PASSAGE PROVIDED –
I was heartened by a recent episode of The Ezra Klein Show, which introduced a refreshingly new and original voice in American politics. His name is James Talarico, a 36-year-old Democratic state representative from Texas who is running for U.S. Senate. Talarico is an unusual politician in part because he is a progressive Democrat who speaks openly about his faith and the need for moral principles to guide public policy. He has served in the Texas State House of Representatives since 2018, and is currently a student at Austin Presbyterian Theological Seminary, a theologically liberal seminary within the Presbyterian Church U.S.A.

Guided by his faith and theology, Talarico is intelligent, thoughtful, and not afraid to use moral language to convey his care for humanity on matters of public policy. His moral conscience stands in sharp contrast to a presidential administration and political culture that thrives on incredible cruelty. Despite his liberal politics, he appeals to a broadly diverse segment of the population because he listens and speaks to humanity’s need for connectedness, kindness, and what he calls a “politics of love.”

“I believe love is a force as real as gravity,” he said during a lengthy interview on Klein’s podcast last week. “Love to me is the most powerful thing in the universe. It is not weak, it is not neutral, it is not passive. It doesn’t paper over disagreement.”

Items listed in a dataset:
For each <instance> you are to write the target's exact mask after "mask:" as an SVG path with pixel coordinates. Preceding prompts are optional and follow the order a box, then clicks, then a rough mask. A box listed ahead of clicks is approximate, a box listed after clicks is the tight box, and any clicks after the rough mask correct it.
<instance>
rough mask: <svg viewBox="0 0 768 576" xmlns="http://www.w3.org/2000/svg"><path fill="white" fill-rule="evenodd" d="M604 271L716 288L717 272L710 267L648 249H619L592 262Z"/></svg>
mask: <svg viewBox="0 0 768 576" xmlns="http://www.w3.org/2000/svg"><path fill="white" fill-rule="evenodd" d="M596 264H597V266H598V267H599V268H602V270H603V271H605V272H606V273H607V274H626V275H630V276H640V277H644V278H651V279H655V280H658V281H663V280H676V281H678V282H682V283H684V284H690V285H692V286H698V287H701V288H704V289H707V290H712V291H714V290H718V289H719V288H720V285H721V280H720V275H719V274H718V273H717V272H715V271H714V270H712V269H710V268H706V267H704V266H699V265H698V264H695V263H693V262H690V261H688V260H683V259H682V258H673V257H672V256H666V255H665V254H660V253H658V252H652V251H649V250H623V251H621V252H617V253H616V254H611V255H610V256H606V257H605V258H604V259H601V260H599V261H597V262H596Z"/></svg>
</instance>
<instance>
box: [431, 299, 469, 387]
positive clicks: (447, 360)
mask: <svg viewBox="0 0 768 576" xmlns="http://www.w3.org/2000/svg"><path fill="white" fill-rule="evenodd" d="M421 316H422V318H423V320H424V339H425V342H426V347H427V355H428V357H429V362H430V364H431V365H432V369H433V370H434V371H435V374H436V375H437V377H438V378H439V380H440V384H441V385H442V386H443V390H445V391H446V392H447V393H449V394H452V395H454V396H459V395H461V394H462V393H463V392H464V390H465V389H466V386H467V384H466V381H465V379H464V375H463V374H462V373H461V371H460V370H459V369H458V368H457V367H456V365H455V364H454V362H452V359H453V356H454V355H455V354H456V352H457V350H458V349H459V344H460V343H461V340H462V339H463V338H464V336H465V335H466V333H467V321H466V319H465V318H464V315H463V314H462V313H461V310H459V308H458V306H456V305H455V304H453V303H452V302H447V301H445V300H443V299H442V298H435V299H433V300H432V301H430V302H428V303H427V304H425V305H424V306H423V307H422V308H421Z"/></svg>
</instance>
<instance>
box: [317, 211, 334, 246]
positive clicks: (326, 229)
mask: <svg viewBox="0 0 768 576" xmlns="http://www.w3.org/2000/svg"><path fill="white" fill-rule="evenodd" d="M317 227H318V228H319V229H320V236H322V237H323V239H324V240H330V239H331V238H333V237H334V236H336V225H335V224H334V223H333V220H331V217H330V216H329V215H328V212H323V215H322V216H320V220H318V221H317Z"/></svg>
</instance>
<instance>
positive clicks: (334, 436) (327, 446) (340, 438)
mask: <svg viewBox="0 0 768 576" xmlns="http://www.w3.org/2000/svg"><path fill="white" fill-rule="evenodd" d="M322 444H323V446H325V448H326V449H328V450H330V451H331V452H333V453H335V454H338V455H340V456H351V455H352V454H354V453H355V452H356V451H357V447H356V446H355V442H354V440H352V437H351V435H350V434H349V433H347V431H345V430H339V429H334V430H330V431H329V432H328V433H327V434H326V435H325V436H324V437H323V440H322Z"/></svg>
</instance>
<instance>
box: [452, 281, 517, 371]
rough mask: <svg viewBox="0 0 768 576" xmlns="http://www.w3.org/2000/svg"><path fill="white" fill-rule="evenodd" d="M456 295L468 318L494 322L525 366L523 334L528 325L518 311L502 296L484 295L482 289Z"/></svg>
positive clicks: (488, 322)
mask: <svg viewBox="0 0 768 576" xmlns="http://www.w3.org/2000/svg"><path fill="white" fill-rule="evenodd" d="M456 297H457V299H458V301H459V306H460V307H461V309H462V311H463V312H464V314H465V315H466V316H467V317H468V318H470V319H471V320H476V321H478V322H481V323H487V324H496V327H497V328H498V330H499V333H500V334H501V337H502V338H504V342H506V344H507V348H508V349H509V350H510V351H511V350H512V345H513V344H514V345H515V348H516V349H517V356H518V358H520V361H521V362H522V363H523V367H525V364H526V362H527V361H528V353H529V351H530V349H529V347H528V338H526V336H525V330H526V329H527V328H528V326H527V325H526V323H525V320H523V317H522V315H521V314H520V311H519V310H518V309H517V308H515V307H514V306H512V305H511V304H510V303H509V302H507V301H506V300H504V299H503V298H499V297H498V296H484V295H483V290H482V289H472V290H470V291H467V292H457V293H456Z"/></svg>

WHAT THE TASK ASKS –
Copy the passage on James Talarico from "I was heartened" up to and including "Presbyterian Church U.S.A.", updating "unusual" to "uncommon".

WRITTEN REPLY –
I was heartened by a recent episode of The Ezra Klein Show, which introduced a refreshingly new and original voice in American politics. His name is James Talarico, a 36-year-old Democratic state representative from Texas who is running for U.S. Senate. Talarico is an uncommon politician in part because he is a progressive Democrat who speaks openly about his faith and the need for moral principles to guide public policy. He has served in the Texas State House of Representatives since 2018, and is currently a student at Austin Presbyterian Theological Seminary, a theologically liberal seminary within the Presbyterian Church U.S.A.